**TASK TO CARRY OUT:** Your output should be the line that contains "baseball cap in the photo above." and all lines after it in the records, retyped exactly through the last one.

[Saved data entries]

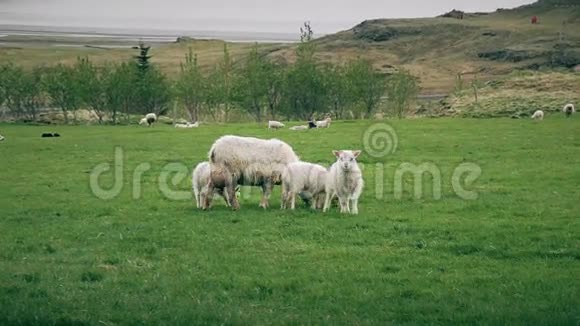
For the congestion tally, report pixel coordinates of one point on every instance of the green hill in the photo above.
(483, 44)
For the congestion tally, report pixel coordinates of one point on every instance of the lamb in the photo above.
(305, 179)
(149, 119)
(187, 125)
(324, 123)
(569, 109)
(345, 181)
(299, 128)
(250, 161)
(538, 115)
(200, 185)
(275, 125)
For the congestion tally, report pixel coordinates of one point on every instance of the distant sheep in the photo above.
(569, 110)
(275, 124)
(324, 123)
(149, 119)
(187, 125)
(345, 181)
(305, 179)
(538, 115)
(299, 128)
(250, 161)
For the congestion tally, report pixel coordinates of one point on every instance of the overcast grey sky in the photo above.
(226, 15)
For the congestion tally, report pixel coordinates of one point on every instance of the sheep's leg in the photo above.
(292, 200)
(354, 206)
(267, 191)
(327, 201)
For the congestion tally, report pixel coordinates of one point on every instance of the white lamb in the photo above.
(149, 119)
(305, 179)
(324, 123)
(250, 161)
(187, 125)
(345, 181)
(538, 115)
(201, 188)
(299, 128)
(569, 109)
(275, 124)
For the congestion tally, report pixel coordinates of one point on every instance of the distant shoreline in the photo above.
(19, 33)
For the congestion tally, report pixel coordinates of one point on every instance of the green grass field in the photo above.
(510, 257)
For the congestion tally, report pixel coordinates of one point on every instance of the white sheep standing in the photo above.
(275, 124)
(305, 179)
(324, 123)
(250, 161)
(149, 119)
(569, 109)
(538, 115)
(345, 181)
(201, 187)
(187, 125)
(299, 128)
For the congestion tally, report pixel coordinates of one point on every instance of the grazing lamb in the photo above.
(250, 161)
(200, 185)
(344, 180)
(299, 128)
(538, 115)
(275, 125)
(149, 119)
(305, 179)
(324, 123)
(569, 110)
(187, 125)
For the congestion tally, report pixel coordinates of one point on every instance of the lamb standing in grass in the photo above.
(569, 110)
(324, 123)
(275, 124)
(345, 181)
(538, 115)
(200, 186)
(250, 161)
(300, 178)
(187, 125)
(149, 119)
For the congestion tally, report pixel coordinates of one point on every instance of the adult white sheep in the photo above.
(324, 123)
(305, 179)
(250, 161)
(569, 109)
(538, 115)
(149, 119)
(345, 181)
(299, 128)
(275, 124)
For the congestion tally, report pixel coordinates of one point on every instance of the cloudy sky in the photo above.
(227, 15)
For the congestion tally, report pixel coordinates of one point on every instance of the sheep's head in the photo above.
(346, 160)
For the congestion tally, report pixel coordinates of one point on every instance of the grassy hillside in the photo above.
(509, 257)
(434, 49)
(437, 49)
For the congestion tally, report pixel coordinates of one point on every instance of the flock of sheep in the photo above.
(568, 111)
(248, 161)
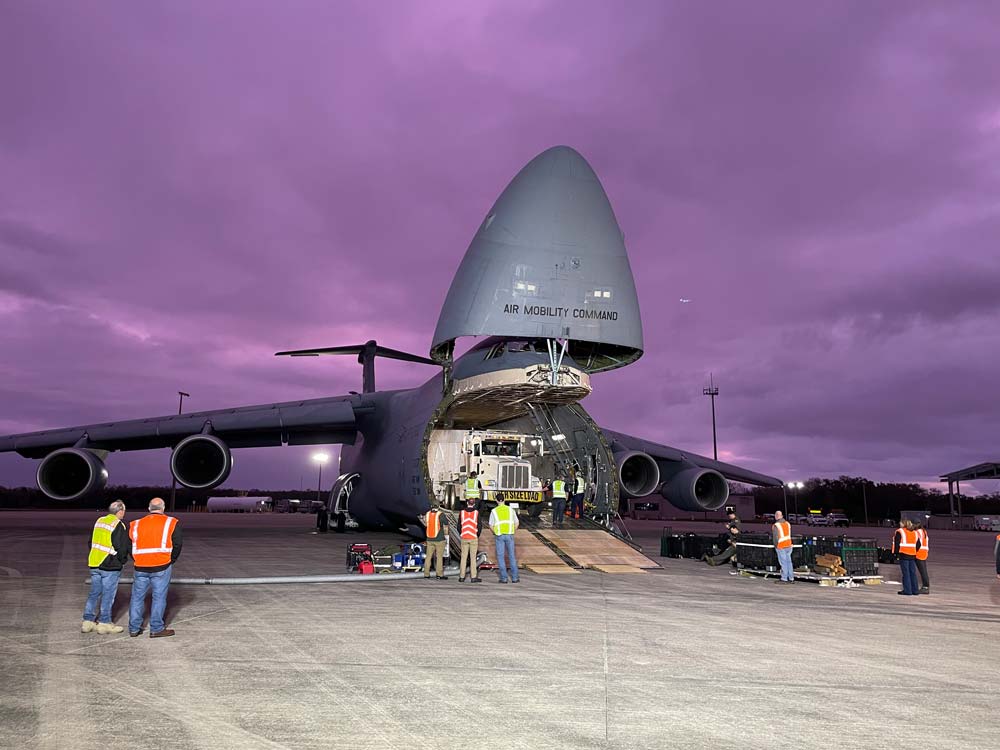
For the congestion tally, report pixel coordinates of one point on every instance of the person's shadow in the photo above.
(178, 597)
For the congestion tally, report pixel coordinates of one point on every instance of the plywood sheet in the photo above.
(618, 569)
(591, 548)
(529, 549)
(560, 569)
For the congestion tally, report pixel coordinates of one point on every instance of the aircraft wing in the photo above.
(664, 453)
(313, 422)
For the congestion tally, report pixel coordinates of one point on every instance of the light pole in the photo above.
(173, 479)
(320, 458)
(795, 487)
(712, 391)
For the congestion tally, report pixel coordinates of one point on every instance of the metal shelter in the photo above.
(954, 479)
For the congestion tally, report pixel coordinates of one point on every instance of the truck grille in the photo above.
(514, 476)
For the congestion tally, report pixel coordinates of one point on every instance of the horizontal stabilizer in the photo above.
(360, 349)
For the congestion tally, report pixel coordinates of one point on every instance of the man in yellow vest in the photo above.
(109, 550)
(558, 502)
(156, 545)
(437, 532)
(503, 522)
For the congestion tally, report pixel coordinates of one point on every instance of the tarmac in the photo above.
(684, 657)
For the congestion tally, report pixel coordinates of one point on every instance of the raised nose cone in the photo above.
(548, 261)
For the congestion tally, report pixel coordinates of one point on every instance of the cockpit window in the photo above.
(494, 351)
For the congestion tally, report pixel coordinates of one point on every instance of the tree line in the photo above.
(883, 499)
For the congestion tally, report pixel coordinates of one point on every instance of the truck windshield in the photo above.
(501, 447)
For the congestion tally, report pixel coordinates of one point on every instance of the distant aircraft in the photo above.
(547, 279)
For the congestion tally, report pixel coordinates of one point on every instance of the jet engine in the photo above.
(638, 473)
(696, 489)
(201, 462)
(71, 473)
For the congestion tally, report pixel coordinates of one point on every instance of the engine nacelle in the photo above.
(638, 474)
(201, 462)
(71, 473)
(696, 489)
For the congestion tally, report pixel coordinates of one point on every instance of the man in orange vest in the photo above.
(437, 532)
(996, 554)
(156, 545)
(922, 550)
(905, 545)
(781, 533)
(469, 531)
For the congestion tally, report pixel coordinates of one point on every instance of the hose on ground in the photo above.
(264, 580)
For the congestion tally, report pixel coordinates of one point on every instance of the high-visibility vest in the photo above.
(100, 540)
(151, 540)
(470, 524)
(433, 523)
(784, 535)
(505, 520)
(907, 542)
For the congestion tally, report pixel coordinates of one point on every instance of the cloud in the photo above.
(187, 188)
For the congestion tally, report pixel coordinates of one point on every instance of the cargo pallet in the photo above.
(822, 580)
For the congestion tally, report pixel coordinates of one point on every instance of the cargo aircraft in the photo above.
(547, 287)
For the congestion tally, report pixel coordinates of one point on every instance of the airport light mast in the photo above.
(173, 479)
(712, 391)
(320, 458)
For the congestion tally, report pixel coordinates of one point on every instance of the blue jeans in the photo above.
(141, 584)
(505, 548)
(785, 560)
(908, 569)
(103, 586)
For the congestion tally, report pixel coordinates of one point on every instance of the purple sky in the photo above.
(188, 187)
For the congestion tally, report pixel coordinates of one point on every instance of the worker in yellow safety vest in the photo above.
(922, 552)
(503, 522)
(558, 502)
(781, 533)
(109, 550)
(437, 533)
(469, 529)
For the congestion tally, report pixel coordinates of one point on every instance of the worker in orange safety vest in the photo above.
(905, 544)
(922, 552)
(781, 533)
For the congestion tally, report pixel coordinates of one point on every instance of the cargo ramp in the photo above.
(580, 544)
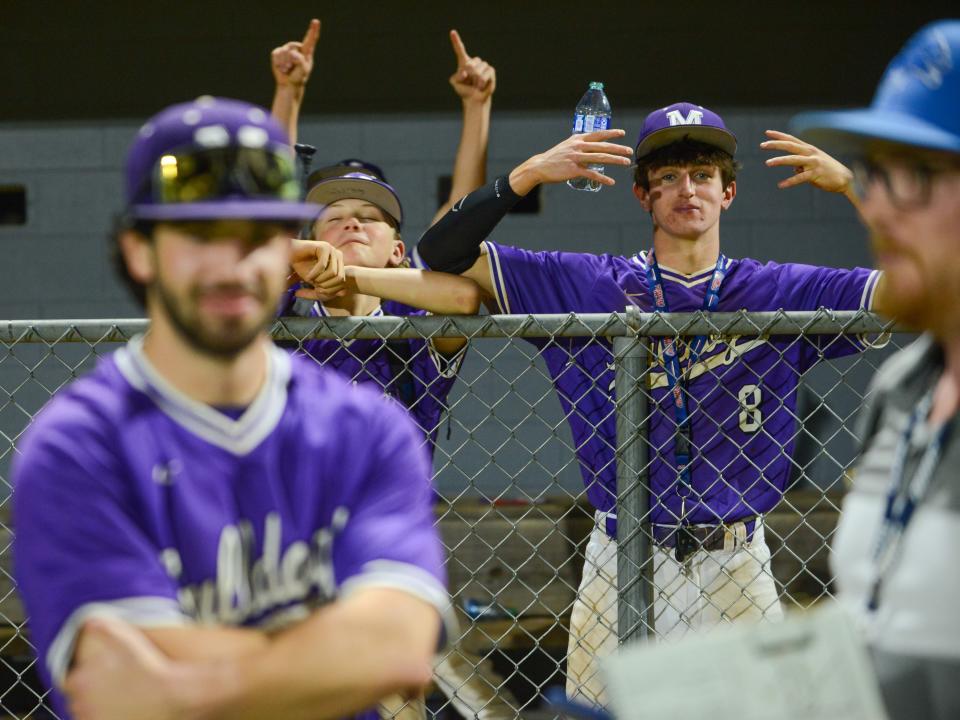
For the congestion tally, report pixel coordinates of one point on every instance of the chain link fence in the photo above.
(519, 476)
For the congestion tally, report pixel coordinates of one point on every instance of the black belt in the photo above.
(707, 537)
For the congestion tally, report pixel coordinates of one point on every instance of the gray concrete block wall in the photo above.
(56, 265)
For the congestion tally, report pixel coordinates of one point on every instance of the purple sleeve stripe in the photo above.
(142, 611)
(496, 274)
(869, 290)
(876, 341)
(408, 578)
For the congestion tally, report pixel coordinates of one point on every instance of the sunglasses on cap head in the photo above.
(196, 175)
(350, 165)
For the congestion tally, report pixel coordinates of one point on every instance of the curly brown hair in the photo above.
(684, 153)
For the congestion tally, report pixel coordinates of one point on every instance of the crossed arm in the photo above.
(343, 658)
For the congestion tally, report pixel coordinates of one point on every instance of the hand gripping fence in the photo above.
(520, 529)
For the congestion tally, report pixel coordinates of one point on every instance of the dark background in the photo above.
(88, 60)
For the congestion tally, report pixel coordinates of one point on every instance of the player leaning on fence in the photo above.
(203, 527)
(721, 458)
(358, 233)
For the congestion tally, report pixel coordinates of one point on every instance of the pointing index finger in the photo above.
(311, 38)
(459, 49)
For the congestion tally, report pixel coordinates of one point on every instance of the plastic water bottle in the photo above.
(592, 113)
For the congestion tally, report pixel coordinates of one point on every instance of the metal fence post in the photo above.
(633, 498)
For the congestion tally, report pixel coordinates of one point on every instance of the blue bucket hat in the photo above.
(917, 102)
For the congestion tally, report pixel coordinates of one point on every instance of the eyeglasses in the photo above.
(216, 173)
(907, 184)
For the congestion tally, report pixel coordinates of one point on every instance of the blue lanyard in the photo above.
(675, 376)
(903, 497)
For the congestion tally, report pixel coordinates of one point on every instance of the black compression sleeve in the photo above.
(453, 244)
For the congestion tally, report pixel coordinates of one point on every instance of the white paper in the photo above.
(811, 666)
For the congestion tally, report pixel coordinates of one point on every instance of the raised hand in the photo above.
(572, 158)
(320, 265)
(474, 80)
(810, 164)
(292, 62)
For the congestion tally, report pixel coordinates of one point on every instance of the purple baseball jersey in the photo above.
(742, 392)
(131, 499)
(410, 370)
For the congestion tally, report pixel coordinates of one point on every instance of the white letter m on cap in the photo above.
(693, 117)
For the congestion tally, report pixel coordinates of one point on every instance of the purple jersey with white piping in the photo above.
(408, 370)
(742, 392)
(133, 500)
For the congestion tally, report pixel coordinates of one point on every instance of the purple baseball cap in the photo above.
(358, 186)
(213, 158)
(917, 102)
(675, 122)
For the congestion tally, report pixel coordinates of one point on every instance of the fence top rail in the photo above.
(626, 324)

**REPLY:**
For the congestion tally, report pixel coordinates of one point on every instance of the purple baseball cap in the photo above.
(358, 186)
(213, 158)
(917, 102)
(675, 122)
For the congestion tally, report pixel coordinates of one point on every instance of the fence top rail in the photo above.
(626, 324)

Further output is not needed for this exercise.